* Task instructions
Each line with the word "grazing" must appear in the answer, copied from the records.

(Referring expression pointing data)
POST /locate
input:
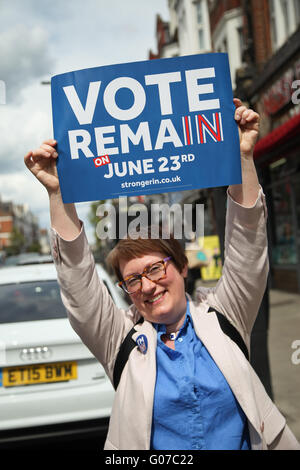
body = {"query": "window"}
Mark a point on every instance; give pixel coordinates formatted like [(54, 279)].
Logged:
[(284, 18), (201, 38)]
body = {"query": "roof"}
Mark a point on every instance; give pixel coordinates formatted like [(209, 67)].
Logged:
[(277, 137)]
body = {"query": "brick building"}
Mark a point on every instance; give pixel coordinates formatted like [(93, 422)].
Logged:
[(269, 81), (19, 217)]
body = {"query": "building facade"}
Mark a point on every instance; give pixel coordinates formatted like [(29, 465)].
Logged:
[(262, 39)]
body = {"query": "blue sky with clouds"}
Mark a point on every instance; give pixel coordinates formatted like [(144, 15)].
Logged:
[(42, 38)]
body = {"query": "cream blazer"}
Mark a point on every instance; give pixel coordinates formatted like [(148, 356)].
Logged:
[(102, 327)]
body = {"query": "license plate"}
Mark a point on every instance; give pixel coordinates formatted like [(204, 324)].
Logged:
[(39, 373)]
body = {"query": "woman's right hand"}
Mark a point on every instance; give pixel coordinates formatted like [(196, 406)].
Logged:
[(42, 164)]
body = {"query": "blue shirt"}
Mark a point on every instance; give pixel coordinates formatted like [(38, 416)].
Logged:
[(194, 407)]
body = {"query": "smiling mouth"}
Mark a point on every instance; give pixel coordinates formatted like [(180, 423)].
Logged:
[(156, 298)]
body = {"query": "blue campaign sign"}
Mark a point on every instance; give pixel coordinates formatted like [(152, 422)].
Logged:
[(145, 127)]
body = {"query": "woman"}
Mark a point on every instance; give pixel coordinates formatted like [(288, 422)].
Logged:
[(189, 386)]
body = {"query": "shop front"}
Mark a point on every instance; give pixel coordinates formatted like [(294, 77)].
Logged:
[(277, 157)]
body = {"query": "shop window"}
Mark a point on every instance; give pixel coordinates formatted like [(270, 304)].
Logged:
[(200, 24)]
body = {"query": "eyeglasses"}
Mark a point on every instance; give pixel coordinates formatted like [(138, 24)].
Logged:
[(154, 272)]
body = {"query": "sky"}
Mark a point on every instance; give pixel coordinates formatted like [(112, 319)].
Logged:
[(42, 38)]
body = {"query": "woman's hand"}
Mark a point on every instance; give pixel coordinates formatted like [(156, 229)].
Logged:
[(42, 163), (248, 122)]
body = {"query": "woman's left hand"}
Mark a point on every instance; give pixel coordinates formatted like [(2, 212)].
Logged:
[(248, 122)]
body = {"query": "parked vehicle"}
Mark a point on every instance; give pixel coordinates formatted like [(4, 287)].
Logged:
[(50, 383)]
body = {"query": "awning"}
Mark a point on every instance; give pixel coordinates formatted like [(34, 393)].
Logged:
[(277, 137)]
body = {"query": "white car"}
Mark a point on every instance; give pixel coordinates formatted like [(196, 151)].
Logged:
[(50, 383)]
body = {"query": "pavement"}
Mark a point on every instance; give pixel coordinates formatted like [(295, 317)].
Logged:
[(284, 330)]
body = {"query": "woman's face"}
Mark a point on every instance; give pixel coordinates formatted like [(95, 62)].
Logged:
[(162, 301)]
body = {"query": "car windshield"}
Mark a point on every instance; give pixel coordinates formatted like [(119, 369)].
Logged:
[(29, 301)]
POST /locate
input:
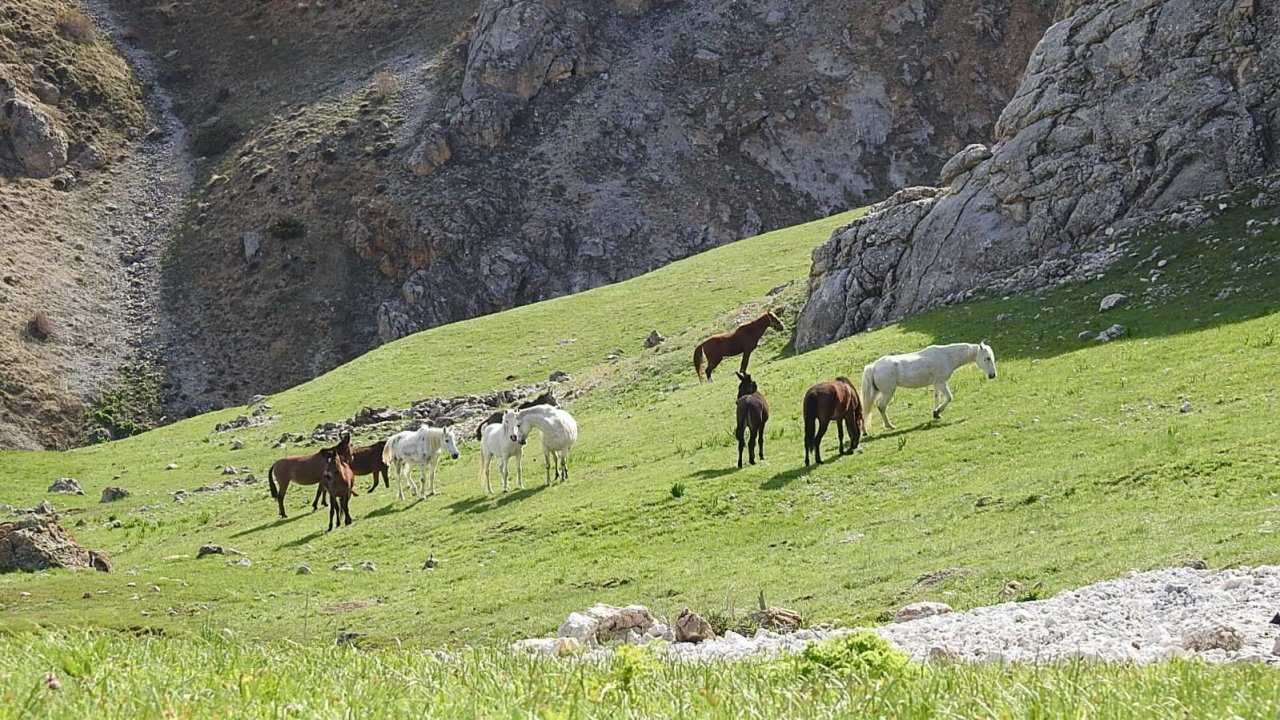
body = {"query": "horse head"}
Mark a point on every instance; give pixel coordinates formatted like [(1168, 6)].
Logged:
[(987, 359), (451, 443), (511, 425)]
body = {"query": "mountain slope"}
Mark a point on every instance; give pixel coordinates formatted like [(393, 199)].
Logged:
[(1074, 465)]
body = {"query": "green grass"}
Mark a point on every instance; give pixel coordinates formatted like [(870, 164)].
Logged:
[(214, 677), (1073, 466)]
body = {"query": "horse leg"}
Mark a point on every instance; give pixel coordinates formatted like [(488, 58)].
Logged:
[(817, 440), (882, 405), (283, 486), (740, 432), (946, 393), (712, 361)]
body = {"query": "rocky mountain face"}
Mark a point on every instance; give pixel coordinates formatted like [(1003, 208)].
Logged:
[(242, 195), (1127, 108), (548, 147)]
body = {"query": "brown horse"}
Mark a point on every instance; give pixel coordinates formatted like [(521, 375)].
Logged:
[(753, 411), (304, 470), (369, 461), (739, 341), (339, 482), (496, 419), (830, 401)]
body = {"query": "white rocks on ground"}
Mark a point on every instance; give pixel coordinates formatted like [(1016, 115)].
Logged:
[(1217, 616)]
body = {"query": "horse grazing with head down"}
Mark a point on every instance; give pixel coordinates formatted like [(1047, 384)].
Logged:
[(419, 447), (304, 470), (929, 367), (560, 433), (497, 443), (496, 419), (339, 482), (823, 402), (753, 411), (369, 461), (734, 342)]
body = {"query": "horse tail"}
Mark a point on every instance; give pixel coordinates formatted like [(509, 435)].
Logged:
[(868, 397)]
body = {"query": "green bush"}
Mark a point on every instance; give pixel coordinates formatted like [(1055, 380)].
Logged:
[(856, 654)]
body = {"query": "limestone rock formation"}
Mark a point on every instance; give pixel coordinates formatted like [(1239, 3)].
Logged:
[(1125, 108), (39, 542), (36, 139)]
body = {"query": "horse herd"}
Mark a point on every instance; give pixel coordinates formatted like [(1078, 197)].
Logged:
[(503, 434)]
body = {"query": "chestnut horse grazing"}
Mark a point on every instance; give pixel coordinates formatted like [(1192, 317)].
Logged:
[(369, 461), (304, 470), (339, 482), (740, 341), (823, 402), (753, 411)]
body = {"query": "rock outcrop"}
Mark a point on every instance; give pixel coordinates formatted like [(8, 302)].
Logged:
[(37, 142), (1127, 108), (39, 542)]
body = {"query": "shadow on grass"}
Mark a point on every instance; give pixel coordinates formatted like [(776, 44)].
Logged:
[(304, 540), (275, 523), (712, 473), (784, 478), (389, 509)]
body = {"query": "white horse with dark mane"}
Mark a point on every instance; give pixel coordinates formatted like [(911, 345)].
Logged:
[(496, 442), (929, 367), (560, 433), (419, 447)]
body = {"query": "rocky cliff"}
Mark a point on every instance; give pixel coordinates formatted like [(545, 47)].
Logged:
[(548, 147), (1127, 108)]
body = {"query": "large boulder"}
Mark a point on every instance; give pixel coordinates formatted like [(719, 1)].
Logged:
[(1127, 108), (36, 140), (39, 542)]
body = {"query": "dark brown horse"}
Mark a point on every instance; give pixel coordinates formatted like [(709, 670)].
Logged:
[(739, 341), (369, 461), (304, 470), (753, 411), (339, 482), (823, 402), (544, 399)]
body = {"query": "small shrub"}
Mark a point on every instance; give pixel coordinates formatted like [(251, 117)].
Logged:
[(39, 327), (216, 139), (287, 227), (385, 86), (856, 654), (77, 27)]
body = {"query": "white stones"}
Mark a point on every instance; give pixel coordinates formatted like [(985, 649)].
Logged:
[(918, 610), (554, 647)]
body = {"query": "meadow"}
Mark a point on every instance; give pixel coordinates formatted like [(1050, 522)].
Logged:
[(1078, 463)]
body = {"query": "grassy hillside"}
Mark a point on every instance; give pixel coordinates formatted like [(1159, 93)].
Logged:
[(1075, 464)]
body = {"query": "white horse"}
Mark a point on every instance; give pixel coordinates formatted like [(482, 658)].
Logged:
[(496, 442), (560, 433), (932, 365), (419, 447)]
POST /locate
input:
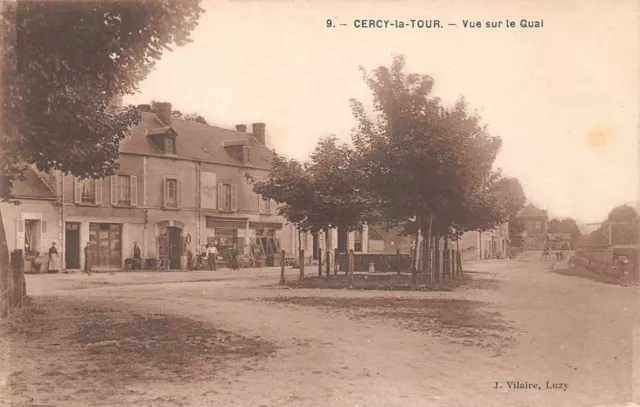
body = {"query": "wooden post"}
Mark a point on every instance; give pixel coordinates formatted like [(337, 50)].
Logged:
[(351, 267), (452, 263), (444, 264), (282, 259)]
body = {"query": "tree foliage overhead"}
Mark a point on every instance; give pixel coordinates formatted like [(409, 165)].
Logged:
[(64, 63), (422, 159), (325, 192)]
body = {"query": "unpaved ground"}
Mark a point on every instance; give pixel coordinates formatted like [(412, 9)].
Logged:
[(516, 321)]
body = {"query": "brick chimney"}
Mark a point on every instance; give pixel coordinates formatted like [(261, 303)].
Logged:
[(163, 111), (259, 132)]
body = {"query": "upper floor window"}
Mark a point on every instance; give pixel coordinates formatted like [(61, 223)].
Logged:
[(169, 145), (88, 191), (246, 154), (357, 241), (171, 193), (124, 190), (265, 205)]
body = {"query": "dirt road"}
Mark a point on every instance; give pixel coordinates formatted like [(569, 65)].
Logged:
[(237, 339)]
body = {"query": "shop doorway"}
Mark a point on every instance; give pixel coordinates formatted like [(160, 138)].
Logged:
[(72, 246)]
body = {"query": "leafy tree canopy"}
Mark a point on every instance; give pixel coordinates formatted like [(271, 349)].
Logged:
[(64, 63), (422, 159), (325, 192)]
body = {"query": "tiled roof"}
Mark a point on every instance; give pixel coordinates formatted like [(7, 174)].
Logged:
[(195, 141), (559, 236), (532, 210), (31, 187)]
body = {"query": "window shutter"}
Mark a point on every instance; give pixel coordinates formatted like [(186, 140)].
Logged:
[(220, 197), (163, 192), (134, 190), (78, 191), (114, 190), (234, 197), (20, 234), (98, 191), (179, 193)]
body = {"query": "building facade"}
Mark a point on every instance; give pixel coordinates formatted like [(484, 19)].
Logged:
[(484, 245), (180, 186)]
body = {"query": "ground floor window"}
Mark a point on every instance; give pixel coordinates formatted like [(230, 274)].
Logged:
[(106, 244), (266, 242), (31, 237), (357, 241)]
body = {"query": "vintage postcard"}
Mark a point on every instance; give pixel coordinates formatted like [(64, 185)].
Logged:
[(319, 203)]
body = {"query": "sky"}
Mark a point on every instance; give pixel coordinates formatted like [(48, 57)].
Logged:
[(564, 98)]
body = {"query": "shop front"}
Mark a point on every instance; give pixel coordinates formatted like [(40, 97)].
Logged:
[(106, 245)]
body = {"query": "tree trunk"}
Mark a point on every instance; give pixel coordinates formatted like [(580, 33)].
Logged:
[(427, 258), (414, 272), (436, 258), (446, 269), (327, 252), (351, 267)]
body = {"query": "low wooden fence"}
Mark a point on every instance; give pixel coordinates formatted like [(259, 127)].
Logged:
[(383, 262)]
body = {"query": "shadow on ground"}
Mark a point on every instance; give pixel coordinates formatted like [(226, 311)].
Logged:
[(464, 322), (97, 349)]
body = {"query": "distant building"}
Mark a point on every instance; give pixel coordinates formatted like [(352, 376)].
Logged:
[(535, 223), (484, 245), (559, 241)]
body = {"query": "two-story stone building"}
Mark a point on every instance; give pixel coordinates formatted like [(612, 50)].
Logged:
[(535, 223)]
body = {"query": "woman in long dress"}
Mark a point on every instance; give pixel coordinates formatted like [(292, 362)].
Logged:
[(54, 259)]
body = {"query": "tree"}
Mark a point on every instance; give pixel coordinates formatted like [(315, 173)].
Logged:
[(423, 161), (65, 64), (516, 229), (324, 193)]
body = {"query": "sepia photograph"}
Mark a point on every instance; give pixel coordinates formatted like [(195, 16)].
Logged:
[(264, 203)]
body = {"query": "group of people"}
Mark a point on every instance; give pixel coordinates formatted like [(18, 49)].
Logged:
[(209, 255), (53, 265)]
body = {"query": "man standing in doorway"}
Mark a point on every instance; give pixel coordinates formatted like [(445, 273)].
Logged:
[(87, 258), (212, 256)]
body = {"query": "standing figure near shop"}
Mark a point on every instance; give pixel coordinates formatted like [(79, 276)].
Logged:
[(54, 259), (87, 259), (137, 256), (233, 258)]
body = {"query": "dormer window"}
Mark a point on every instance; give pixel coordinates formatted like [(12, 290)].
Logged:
[(169, 145)]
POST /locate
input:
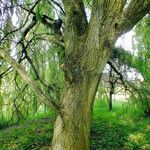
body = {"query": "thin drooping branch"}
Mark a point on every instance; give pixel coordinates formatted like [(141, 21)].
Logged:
[(34, 86), (134, 12)]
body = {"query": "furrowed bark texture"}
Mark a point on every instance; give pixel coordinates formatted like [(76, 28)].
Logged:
[(87, 49)]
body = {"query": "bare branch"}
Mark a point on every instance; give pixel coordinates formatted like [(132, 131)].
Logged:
[(135, 11), (34, 86)]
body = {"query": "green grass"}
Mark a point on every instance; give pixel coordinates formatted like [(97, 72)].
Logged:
[(122, 129)]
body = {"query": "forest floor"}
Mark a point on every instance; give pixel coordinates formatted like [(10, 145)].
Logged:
[(124, 128)]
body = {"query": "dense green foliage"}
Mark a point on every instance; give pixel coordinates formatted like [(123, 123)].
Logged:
[(123, 128)]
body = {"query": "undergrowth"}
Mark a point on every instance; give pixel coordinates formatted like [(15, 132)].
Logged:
[(122, 129)]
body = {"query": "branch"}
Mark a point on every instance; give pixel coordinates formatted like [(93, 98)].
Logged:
[(34, 86), (135, 11), (76, 20)]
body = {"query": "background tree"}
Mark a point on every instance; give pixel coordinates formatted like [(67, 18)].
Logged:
[(84, 49)]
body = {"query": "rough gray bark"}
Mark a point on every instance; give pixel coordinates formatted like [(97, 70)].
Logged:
[(87, 49)]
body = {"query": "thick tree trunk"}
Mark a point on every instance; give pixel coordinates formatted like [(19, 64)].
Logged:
[(72, 130)]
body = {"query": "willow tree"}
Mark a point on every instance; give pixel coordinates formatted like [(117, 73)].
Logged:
[(87, 45)]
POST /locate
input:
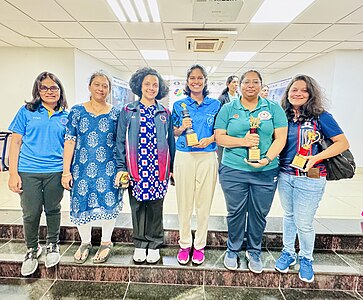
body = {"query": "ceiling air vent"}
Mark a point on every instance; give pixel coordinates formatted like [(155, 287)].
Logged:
[(216, 10)]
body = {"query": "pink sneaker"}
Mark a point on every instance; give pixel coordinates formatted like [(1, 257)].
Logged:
[(198, 256), (183, 255)]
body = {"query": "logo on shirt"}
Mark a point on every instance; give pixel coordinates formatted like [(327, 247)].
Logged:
[(264, 115)]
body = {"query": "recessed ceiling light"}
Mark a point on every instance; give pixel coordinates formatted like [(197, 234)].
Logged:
[(280, 11), (155, 54), (239, 56)]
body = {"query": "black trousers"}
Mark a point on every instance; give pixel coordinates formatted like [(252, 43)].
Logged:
[(147, 222)]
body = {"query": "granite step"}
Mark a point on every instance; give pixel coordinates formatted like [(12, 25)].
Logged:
[(334, 270), (332, 234)]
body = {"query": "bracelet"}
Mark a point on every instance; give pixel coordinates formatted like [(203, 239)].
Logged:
[(268, 159)]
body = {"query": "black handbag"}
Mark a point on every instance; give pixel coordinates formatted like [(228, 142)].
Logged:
[(338, 167)]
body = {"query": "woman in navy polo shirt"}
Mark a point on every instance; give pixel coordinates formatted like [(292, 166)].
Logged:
[(249, 187), (36, 159), (195, 169), (301, 190)]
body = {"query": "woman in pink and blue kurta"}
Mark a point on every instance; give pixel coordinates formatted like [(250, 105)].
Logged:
[(145, 153)]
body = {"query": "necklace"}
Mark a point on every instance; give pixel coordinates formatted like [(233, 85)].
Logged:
[(98, 111)]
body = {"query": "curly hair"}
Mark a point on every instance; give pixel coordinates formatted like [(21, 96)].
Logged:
[(138, 77), (205, 91), (315, 105), (34, 104), (228, 81)]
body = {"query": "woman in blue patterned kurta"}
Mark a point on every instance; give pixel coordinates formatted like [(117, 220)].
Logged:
[(90, 143)]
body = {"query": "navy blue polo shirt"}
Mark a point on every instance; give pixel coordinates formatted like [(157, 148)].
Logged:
[(43, 139), (202, 115)]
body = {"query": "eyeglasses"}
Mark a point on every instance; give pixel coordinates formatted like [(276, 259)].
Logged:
[(254, 82), (45, 89)]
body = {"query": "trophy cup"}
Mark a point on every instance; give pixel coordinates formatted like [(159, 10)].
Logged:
[(124, 180), (190, 134), (254, 153), (309, 138)]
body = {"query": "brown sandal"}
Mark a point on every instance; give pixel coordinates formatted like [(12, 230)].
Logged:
[(84, 249), (97, 259)]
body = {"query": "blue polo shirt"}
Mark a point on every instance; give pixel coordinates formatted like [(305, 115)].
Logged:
[(327, 127), (235, 119), (203, 117), (43, 139)]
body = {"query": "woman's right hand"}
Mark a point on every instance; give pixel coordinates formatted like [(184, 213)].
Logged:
[(15, 183), (67, 181), (251, 139)]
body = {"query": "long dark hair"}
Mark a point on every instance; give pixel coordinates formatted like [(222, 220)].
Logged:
[(205, 91), (138, 77), (34, 104), (228, 81), (315, 105)]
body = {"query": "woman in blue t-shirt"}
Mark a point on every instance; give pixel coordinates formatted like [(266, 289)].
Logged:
[(302, 187), (36, 159)]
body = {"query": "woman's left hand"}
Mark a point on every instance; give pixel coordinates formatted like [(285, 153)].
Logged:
[(261, 163), (205, 142)]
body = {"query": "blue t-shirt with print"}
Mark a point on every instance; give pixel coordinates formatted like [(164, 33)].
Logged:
[(42, 139), (203, 117)]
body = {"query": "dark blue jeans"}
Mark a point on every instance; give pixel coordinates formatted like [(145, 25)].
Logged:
[(248, 196)]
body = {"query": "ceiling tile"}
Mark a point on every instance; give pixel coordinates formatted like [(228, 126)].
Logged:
[(86, 44), (144, 30), (67, 29), (127, 54), (327, 11), (259, 32), (10, 13), (88, 10), (339, 32), (102, 54), (53, 43), (29, 28), (150, 44), (42, 10), (118, 44), (314, 47), (282, 46), (105, 29), (249, 46), (301, 31)]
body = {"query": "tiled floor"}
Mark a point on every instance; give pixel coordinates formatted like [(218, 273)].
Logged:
[(342, 200), (67, 290)]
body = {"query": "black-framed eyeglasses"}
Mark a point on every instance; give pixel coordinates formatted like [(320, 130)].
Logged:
[(44, 88)]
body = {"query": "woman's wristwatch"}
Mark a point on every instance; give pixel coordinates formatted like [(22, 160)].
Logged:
[(268, 159)]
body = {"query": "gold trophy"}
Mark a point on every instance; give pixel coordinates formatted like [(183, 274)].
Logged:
[(190, 134), (124, 180), (310, 137), (254, 153)]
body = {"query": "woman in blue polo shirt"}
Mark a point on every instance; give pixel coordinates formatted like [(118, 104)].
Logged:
[(301, 190), (249, 187), (195, 168), (36, 159)]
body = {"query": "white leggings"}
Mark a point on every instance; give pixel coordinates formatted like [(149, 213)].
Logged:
[(86, 229)]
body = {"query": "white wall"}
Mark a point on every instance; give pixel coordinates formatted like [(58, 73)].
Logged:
[(84, 66), (20, 67), (340, 74)]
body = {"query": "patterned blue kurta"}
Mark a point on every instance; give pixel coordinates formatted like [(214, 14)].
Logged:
[(93, 195), (149, 187)]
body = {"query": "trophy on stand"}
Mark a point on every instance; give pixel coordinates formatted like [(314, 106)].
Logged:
[(124, 180), (190, 134), (309, 138), (254, 153)]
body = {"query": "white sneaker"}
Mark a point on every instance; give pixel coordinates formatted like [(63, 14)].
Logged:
[(139, 255), (153, 255)]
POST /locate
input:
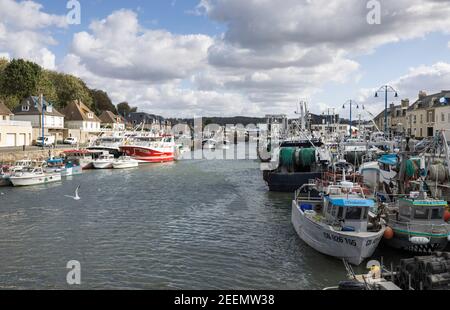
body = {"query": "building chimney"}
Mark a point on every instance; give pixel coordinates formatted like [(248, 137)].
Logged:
[(422, 94), (405, 103)]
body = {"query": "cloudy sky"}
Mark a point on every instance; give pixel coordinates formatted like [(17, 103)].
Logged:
[(231, 57)]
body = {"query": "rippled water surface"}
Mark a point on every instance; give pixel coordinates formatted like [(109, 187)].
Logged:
[(194, 224)]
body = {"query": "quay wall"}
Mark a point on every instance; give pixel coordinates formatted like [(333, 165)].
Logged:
[(12, 156)]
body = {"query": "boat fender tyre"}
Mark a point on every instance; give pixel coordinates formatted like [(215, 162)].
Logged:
[(388, 233), (351, 286)]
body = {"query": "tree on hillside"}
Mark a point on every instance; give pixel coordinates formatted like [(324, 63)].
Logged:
[(102, 102), (20, 78), (124, 109), (70, 88), (47, 88), (3, 63)]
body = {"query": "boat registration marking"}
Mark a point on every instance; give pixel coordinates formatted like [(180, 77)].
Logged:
[(340, 239)]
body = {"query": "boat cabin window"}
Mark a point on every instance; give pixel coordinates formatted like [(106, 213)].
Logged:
[(405, 211), (421, 213), (385, 167), (365, 213), (341, 213), (437, 213), (353, 213)]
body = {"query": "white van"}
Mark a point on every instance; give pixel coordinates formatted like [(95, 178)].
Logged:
[(47, 141)]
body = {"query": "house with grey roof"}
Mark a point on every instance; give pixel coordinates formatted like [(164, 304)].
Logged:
[(31, 110), (109, 120), (81, 122), (429, 114), (13, 133)]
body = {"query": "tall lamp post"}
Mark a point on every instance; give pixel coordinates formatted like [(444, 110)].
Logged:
[(386, 89), (44, 109), (351, 103)]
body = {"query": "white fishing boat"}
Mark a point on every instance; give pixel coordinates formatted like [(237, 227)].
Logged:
[(71, 169), (125, 162), (105, 161), (336, 220), (21, 164), (33, 176), (5, 173), (209, 144)]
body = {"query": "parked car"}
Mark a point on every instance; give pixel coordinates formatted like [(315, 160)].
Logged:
[(46, 141), (423, 144), (71, 141)]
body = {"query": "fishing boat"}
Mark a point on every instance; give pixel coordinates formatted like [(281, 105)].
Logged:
[(33, 176), (209, 144), (150, 149), (5, 173), (336, 220), (110, 144), (294, 163), (105, 161), (417, 223), (125, 162), (85, 158), (54, 165), (382, 171), (21, 164), (71, 168)]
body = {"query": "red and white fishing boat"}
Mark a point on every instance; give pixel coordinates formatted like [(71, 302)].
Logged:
[(150, 149)]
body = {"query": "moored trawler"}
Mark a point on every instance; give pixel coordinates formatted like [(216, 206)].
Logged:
[(336, 221), (125, 162), (417, 224), (34, 176), (105, 161), (294, 163), (150, 149)]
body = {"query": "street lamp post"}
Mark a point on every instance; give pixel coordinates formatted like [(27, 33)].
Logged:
[(351, 103), (386, 89), (44, 109)]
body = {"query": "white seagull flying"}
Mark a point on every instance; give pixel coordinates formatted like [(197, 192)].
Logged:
[(76, 197)]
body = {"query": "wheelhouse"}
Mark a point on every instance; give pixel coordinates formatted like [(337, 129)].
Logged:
[(351, 213)]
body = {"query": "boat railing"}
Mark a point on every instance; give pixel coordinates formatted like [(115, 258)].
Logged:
[(427, 228)]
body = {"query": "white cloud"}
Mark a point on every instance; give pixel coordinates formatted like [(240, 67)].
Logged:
[(24, 31), (431, 79), (118, 47)]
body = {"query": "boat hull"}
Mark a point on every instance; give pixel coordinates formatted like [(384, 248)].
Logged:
[(148, 155), (4, 181), (402, 241), (72, 171), (354, 249), (288, 182), (35, 180), (125, 165)]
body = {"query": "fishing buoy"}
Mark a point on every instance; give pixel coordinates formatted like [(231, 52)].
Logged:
[(447, 216), (388, 233), (419, 240)]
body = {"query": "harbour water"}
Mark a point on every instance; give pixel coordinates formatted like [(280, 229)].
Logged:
[(193, 224)]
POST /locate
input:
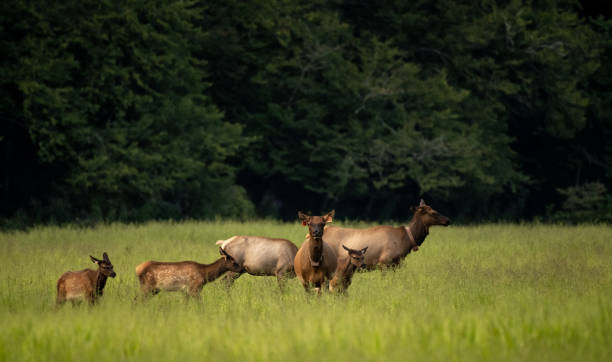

* Exercise result
body = {"query": "horse grazing with head down"}
body = {"query": "chestnut horse grazing"}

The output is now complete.